Ha muerto Antonio Martínez Ballesteros, el hombre que hizo de Toledo su escenario. No era un rojo radical, pero se creó en torno a su figura un halo de peligrosidad. Las obras de teatro que escribía no gustaban a los dirigentes de la época. Las obras ajenas que estrenaba audazmente en Toledo, tampoco gustaban al “statu quo”. Sin embargo, sus puestas en escena tenían asegurado el éxito. El salón de actos de la planta baja del edificio de los Sindicatos verticales, se llenaba. Las obras que representaba traían aires de libertad, ideas nuevas, expresiones distintas, mundos libres más allá de la opresiva y anodina ciudad de Toledo. Y eso ocurría el escenario que nunca quiso abandonar.
Antonio no tenía un carácter sencillo, sino, digámoslo de forma suave, complejo. Creía ser mucho mejor que otros dramaturgos que conseguían éxitos en la escena nacional, pero carecía de las redes de relaciones que posibilitan estrenar en Madrid y a partir de ahí programar “bolos” en provincias. En aquella época, como ahora, para conseguir visibilidad en el teatro, poesía, novela o cualquier otra actividad cultural o se obtenía en Madrid o nada. Él prefería, no obstante, estrenar en su escenario particular, es decir, Toledo, así fastidiaba más al stablismen local.
Tocaba todos los palos de la escritura teatral, pero su Farsas Contemporáneas supusieron un triunfo arrollador en Toledo y en el resto de España. Destilaban un aroma de Valle-Inclán que las incardinaba en el mejor teatro moderno.

Datos de localización de regiones a partir de texto:

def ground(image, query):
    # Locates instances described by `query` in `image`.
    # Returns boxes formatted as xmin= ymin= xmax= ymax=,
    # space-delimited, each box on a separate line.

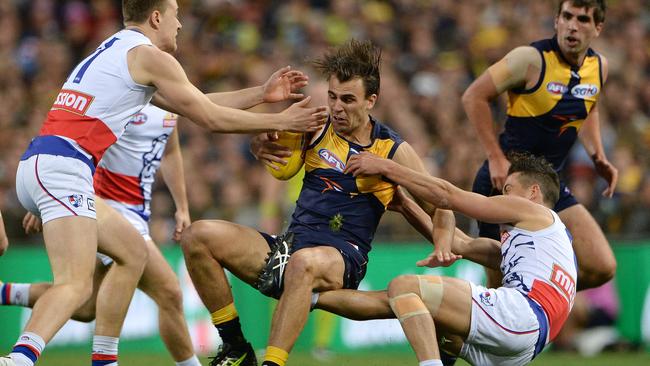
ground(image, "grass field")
xmin=38 ymin=350 xmax=650 ymax=366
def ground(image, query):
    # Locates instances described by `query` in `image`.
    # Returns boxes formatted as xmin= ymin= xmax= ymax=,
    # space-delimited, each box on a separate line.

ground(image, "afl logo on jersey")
xmin=571 ymin=84 xmax=598 ymax=99
xmin=129 ymin=113 xmax=148 ymax=126
xmin=163 ymin=113 xmax=178 ymax=127
xmin=318 ymin=149 xmax=345 ymax=172
xmin=546 ymin=81 xmax=569 ymax=95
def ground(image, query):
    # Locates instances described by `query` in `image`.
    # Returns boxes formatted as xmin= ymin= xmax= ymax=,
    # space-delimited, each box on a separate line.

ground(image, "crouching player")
xmin=346 ymin=153 xmax=577 ymax=366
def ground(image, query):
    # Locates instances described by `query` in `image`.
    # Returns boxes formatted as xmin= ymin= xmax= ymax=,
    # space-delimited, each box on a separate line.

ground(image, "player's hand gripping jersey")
xmin=499 ymin=38 xmax=603 ymax=170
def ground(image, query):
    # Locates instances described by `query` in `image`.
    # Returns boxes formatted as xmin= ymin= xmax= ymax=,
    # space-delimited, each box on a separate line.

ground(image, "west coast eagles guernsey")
xmin=501 ymin=210 xmax=577 ymax=342
xmin=289 ymin=117 xmax=402 ymax=261
xmin=499 ymin=37 xmax=603 ymax=170
xmin=94 ymin=104 xmax=178 ymax=221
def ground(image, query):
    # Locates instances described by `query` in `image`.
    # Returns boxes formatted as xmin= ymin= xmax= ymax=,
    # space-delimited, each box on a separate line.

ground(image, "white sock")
xmin=420 ymin=360 xmax=443 ymax=366
xmin=176 ymin=355 xmax=201 ymax=366
xmin=92 ymin=335 xmax=120 ymax=366
xmin=9 ymin=332 xmax=45 ymax=366
xmin=0 ymin=283 xmax=31 ymax=306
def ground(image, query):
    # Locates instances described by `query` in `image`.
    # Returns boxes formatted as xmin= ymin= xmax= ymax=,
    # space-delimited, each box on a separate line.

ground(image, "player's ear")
xmin=530 ymin=183 xmax=544 ymax=198
xmin=366 ymin=94 xmax=377 ymax=109
xmin=149 ymin=10 xmax=162 ymax=29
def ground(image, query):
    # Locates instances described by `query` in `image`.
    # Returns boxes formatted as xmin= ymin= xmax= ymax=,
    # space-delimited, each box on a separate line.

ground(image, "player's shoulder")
xmin=127 ymin=44 xmax=178 ymax=85
xmin=506 ymin=45 xmax=542 ymax=65
xmin=370 ymin=116 xmax=404 ymax=143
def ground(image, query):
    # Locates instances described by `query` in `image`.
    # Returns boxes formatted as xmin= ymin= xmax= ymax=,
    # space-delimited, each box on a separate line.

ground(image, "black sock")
xmin=215 ymin=317 xmax=246 ymax=346
xmin=440 ymin=350 xmax=458 ymax=366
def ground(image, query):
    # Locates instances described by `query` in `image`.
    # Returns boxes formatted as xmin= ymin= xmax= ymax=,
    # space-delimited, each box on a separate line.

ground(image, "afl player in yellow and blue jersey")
xmin=463 ymin=0 xmax=618 ymax=289
xmin=177 ymin=40 xmax=456 ymax=366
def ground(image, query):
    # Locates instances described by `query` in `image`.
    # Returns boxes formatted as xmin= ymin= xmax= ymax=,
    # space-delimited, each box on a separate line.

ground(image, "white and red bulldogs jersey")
xmin=94 ymin=104 xmax=178 ymax=220
xmin=501 ymin=210 xmax=577 ymax=342
xmin=40 ymin=29 xmax=155 ymax=165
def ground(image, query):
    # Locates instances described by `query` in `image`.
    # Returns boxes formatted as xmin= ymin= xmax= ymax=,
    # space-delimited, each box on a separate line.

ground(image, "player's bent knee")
xmin=418 ymin=276 xmax=444 ymax=316
xmin=284 ymin=249 xmax=315 ymax=281
xmin=151 ymin=281 xmax=183 ymax=310
xmin=388 ymin=275 xmax=418 ymax=298
xmin=72 ymin=304 xmax=95 ymax=323
xmin=388 ymin=292 xmax=429 ymax=323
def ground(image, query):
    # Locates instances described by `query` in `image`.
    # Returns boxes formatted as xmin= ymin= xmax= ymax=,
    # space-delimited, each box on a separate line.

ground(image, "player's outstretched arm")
xmin=160 ymin=127 xmax=192 ymax=242
xmin=0 ymin=212 xmax=9 ymax=255
xmin=127 ymin=46 xmax=327 ymax=133
xmin=393 ymin=142 xmax=460 ymax=265
xmin=206 ymin=66 xmax=309 ymax=109
xmin=578 ymin=55 xmax=618 ymax=197
xmin=462 ymin=46 xmax=542 ymax=190
xmin=345 ymin=152 xmax=546 ymax=224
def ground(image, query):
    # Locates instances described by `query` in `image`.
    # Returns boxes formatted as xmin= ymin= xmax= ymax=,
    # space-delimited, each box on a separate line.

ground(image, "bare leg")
xmin=388 ymin=275 xmax=472 ymax=361
xmin=181 ymin=220 xmax=269 ymax=313
xmin=27 ymin=261 xmax=108 ymax=323
xmin=269 ymin=246 xmax=345 ymax=352
xmin=316 ymin=289 xmax=395 ymax=320
xmin=138 ymin=240 xmax=194 ymax=362
xmin=95 ymin=198 xmax=147 ymax=337
xmin=316 ymin=229 xmax=502 ymax=320
xmin=25 ymin=216 xmax=97 ymax=343
xmin=558 ymin=204 xmax=616 ymax=290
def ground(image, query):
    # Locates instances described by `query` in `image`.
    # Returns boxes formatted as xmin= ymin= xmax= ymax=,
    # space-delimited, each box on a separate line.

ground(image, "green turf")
xmin=38 ymin=350 xmax=650 ymax=366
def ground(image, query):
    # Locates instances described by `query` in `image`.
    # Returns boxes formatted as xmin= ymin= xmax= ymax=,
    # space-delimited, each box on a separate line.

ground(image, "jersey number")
xmin=72 ymin=37 xmax=119 ymax=84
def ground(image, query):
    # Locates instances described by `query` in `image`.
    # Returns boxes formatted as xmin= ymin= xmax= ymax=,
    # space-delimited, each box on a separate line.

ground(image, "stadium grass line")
xmin=38 ymin=349 xmax=650 ymax=366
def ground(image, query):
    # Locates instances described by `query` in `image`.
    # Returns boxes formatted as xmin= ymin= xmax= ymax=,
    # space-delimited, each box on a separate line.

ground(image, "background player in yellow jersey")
xmin=182 ymin=40 xmax=450 ymax=365
xmin=463 ymin=0 xmax=618 ymax=289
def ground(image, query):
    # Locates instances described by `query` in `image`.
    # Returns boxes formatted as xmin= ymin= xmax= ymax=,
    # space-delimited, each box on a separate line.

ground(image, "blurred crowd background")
xmin=0 ymin=0 xmax=650 ymax=243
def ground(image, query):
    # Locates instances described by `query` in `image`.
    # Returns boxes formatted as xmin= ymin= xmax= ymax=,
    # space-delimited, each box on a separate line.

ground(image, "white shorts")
xmin=16 ymin=154 xmax=97 ymax=224
xmin=97 ymin=199 xmax=153 ymax=266
xmin=460 ymin=284 xmax=540 ymax=366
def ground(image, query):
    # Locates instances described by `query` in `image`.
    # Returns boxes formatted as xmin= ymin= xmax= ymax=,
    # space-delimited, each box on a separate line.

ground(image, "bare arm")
xmin=207 ymin=66 xmax=309 ymax=109
xmin=345 ymin=152 xmax=547 ymax=226
xmin=393 ymin=142 xmax=459 ymax=265
xmin=388 ymin=193 xmax=501 ymax=270
xmin=462 ymin=47 xmax=542 ymax=189
xmin=132 ymin=46 xmax=327 ymax=133
xmin=160 ymin=127 xmax=191 ymax=241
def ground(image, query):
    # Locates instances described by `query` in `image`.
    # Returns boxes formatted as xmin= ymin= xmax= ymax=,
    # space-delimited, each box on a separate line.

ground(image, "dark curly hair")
xmin=508 ymin=152 xmax=560 ymax=207
xmin=313 ymin=39 xmax=381 ymax=97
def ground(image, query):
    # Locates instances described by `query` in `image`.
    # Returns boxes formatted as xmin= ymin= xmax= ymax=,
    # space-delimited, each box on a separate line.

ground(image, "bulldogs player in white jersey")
xmin=346 ymin=152 xmax=577 ymax=366
xmin=12 ymin=105 xmax=200 ymax=366
xmin=0 ymin=0 xmax=326 ymax=366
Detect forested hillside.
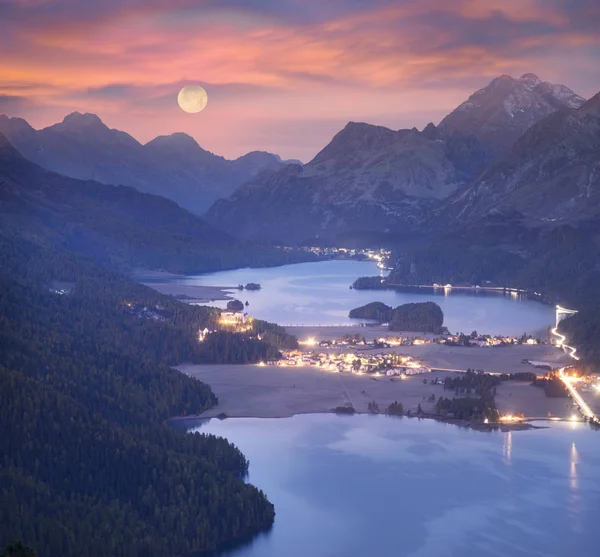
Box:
[0,233,274,557]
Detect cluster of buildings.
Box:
[288,247,392,269]
[436,334,541,346]
[217,311,254,333]
[310,335,433,348]
[260,350,431,376]
[124,302,166,321]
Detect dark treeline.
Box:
[444,370,501,395]
[390,302,444,333]
[198,331,280,364]
[435,396,500,421]
[385,400,404,416]
[348,302,444,333]
[0,239,274,557]
[435,369,502,421]
[348,302,392,323]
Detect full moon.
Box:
[177,85,208,114]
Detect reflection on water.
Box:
[163,261,555,335]
[502,431,512,466]
[190,415,600,557]
[567,442,582,534]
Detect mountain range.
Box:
[439,93,600,223]
[0,112,297,215]
[0,134,314,273]
[206,74,593,243]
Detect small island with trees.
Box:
[348,302,444,334]
[238,282,262,290]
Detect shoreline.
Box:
[167,408,552,433]
[175,345,573,427]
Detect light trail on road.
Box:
[551,327,579,360]
[551,306,598,422]
[558,367,598,421]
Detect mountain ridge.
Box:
[0,112,296,215]
[206,74,583,243]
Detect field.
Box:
[178,338,572,418]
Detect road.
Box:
[552,318,598,422]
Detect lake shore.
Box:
[177,345,573,418]
[140,281,235,304]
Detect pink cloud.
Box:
[0,0,600,159]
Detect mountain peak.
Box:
[146,132,202,149]
[438,73,584,156]
[519,73,542,85]
[62,112,106,128]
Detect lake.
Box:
[194,414,600,557]
[158,260,555,335]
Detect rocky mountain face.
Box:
[438,93,600,224]
[439,73,585,159]
[206,74,584,243]
[206,122,488,243]
[0,112,286,214]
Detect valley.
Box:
[0,66,600,557]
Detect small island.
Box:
[227,300,244,311]
[348,302,444,334]
[238,282,262,290]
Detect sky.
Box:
[0,0,600,162]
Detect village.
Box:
[259,350,431,378]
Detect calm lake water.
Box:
[163,261,555,335]
[195,415,600,557]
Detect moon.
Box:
[177,85,208,114]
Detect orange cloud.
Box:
[0,0,600,158]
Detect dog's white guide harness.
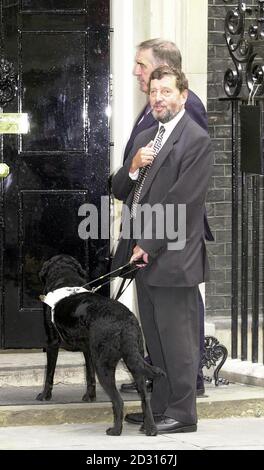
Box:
[42,287,91,323]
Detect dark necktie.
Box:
[131,126,165,219]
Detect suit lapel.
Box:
[139,112,190,201]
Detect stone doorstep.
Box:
[220,358,264,387]
[0,398,264,427]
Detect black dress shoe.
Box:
[125,413,162,426]
[157,416,197,434]
[120,379,152,393]
[196,387,205,397]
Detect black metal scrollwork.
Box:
[223,0,264,98]
[0,58,17,108]
[202,336,227,385]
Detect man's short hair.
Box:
[148,65,189,93]
[138,38,182,69]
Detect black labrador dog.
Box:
[36,255,96,402]
[39,255,165,436]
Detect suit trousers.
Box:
[136,268,200,424]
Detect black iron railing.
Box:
[223,0,264,363]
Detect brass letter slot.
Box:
[0,113,29,134]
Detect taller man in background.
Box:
[118,39,214,406]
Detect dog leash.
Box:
[81,262,139,300]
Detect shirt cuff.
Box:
[129,170,139,181]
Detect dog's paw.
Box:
[36,392,52,401]
[82,393,96,403]
[106,428,122,436]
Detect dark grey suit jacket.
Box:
[112,113,212,286]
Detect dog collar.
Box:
[41,287,89,323]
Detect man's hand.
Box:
[129,140,154,173]
[129,245,148,268]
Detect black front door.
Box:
[0,0,109,348]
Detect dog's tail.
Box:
[138,355,166,379]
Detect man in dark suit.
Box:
[112,66,212,433]
[121,39,213,396]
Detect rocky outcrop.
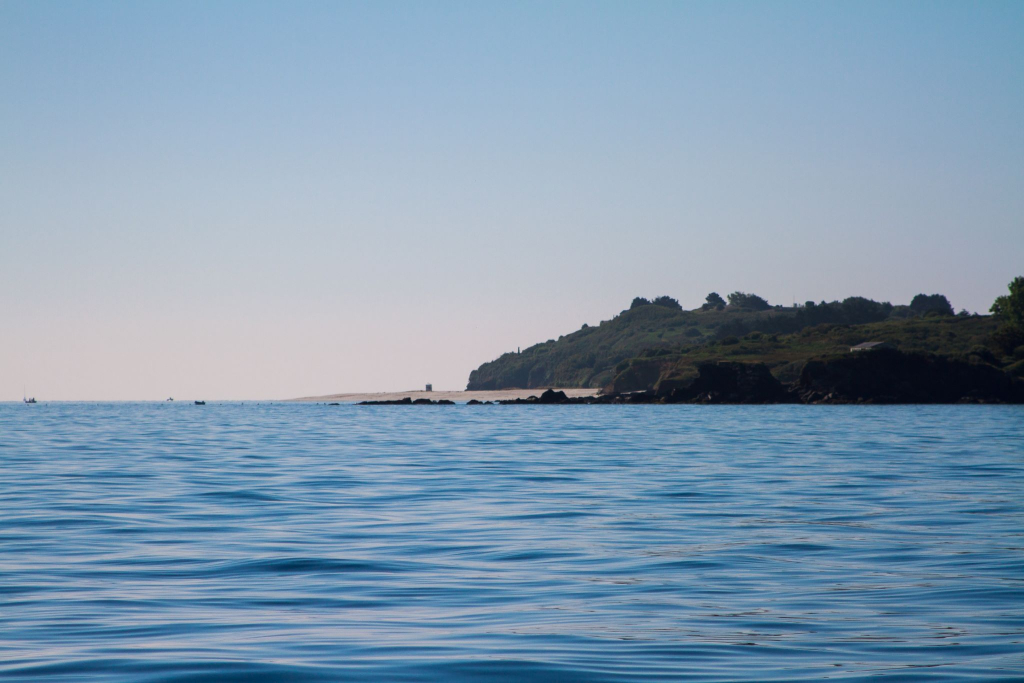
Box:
[360,396,455,405]
[794,349,1024,403]
[658,361,797,403]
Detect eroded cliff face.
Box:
[794,349,1024,403]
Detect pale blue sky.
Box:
[0,0,1024,399]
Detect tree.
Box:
[651,295,683,310]
[729,292,771,310]
[910,294,953,315]
[703,292,725,309]
[630,297,650,310]
[989,275,1024,328]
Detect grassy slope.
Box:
[467,306,815,389]
[605,315,997,391]
[468,306,996,391]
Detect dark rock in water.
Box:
[537,389,569,403]
[658,360,797,403]
[796,349,1024,403]
[356,396,411,405]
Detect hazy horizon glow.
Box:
[0,1,1024,400]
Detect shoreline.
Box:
[287,388,598,403]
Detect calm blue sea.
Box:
[0,403,1024,682]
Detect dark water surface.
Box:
[0,403,1024,681]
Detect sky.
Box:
[0,0,1024,400]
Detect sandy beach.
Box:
[291,389,597,403]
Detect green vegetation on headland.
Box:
[467,278,1024,402]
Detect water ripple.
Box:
[0,403,1024,683]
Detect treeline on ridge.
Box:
[467,279,1024,391]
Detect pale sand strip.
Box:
[291,389,597,403]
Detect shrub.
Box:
[729,292,771,310]
[910,294,953,315]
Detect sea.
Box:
[0,401,1024,683]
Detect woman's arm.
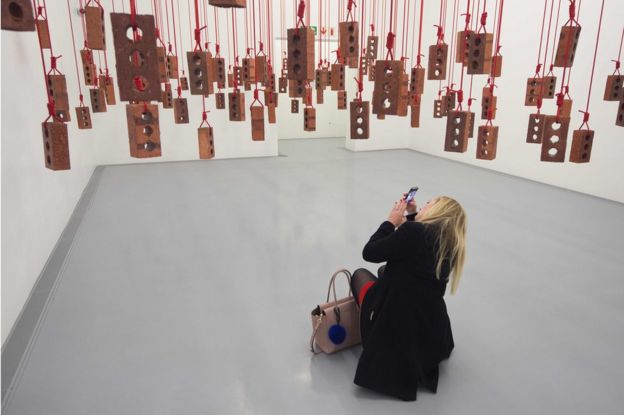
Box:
[362,221,423,262]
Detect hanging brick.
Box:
[197,127,215,160]
[126,103,161,158]
[161,82,173,108]
[455,30,474,65]
[208,0,247,8]
[99,75,117,105]
[35,19,52,49]
[303,107,316,131]
[255,55,267,83]
[570,130,594,163]
[186,51,212,95]
[349,100,370,140]
[1,0,35,32]
[331,63,345,91]
[110,13,161,101]
[555,26,581,68]
[444,111,469,153]
[251,106,264,141]
[41,121,71,170]
[433,99,446,118]
[156,46,169,83]
[466,32,494,75]
[366,36,379,59]
[410,95,421,128]
[338,21,360,62]
[477,125,498,160]
[76,107,93,130]
[481,86,497,120]
[243,58,256,82]
[167,55,180,79]
[288,27,315,81]
[604,75,624,101]
[526,114,546,144]
[410,67,425,95]
[373,60,403,115]
[89,86,106,114]
[615,99,624,127]
[173,98,189,124]
[427,43,448,81]
[84,6,106,50]
[337,91,347,110]
[541,115,570,163]
[80,49,97,86]
[215,92,225,110]
[47,75,71,122]
[228,91,245,121]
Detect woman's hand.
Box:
[403,193,417,214]
[388,199,407,228]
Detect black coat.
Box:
[354,221,454,401]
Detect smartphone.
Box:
[405,186,418,203]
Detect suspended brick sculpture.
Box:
[2,0,35,32]
[111,13,161,102]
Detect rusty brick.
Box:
[89,85,106,114]
[466,32,494,75]
[331,63,345,91]
[35,19,52,49]
[84,6,106,50]
[186,51,212,95]
[110,13,160,101]
[1,0,35,32]
[541,115,570,163]
[197,127,215,160]
[76,107,93,130]
[208,0,247,8]
[126,103,162,158]
[47,75,71,122]
[526,114,546,144]
[41,121,71,170]
[80,49,97,86]
[336,91,347,110]
[173,98,189,124]
[287,27,315,81]
[444,111,469,153]
[303,107,316,131]
[410,67,425,95]
[570,130,594,163]
[251,105,264,141]
[477,125,498,160]
[161,82,173,108]
[427,43,448,81]
[604,75,624,101]
[167,55,180,79]
[555,26,581,68]
[373,60,403,115]
[228,91,245,121]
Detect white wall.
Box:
[346,0,624,202]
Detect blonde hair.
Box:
[420,196,466,294]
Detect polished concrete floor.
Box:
[3,139,624,415]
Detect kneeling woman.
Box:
[351,196,466,401]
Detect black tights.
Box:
[351,265,386,304]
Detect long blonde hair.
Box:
[419,196,466,294]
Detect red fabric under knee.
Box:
[358,281,375,305]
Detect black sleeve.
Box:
[362,221,423,262]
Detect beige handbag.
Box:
[310,269,362,354]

### Trabajo requerido:
Copia del texto sobre Antonio Martínez Ballesteros el fragmento que va de "Antonio no tenía" a "mejor teatro moderno.", y en él cambia el nombre "Madrid" por "Barcelona".

### Resultado:
Antonio no tenía un carácter sencillo, sino, digámoslo de forma suave, complejo. Creía ser mucho mejor que otros dramaturgos que conseguían éxitos en la escena nacional, pero carecía de las redes de relaciones que posibilitan estrenar en Barcelona y a partir de ahí programar “bolos” en provincias. En aquella época, como ahora, para conseguir visibilidad en el teatro, poesía, novela o cualquier otra actividad cultural o se obtenía en Barcelona o nada. Él prefería, no obstante, estrenar en su escenario particular, es decir, Toledo, así fastidiaba más al stablismen local.
Tocaba todos los palos de la escritura teatral, pero su Farsas Contemporáneas supusieron un triunfo arrollador en Toledo y en el resto de España. Destilaban un aroma de Valle-Inclán que las incardinaba en el mejor teatro moderno.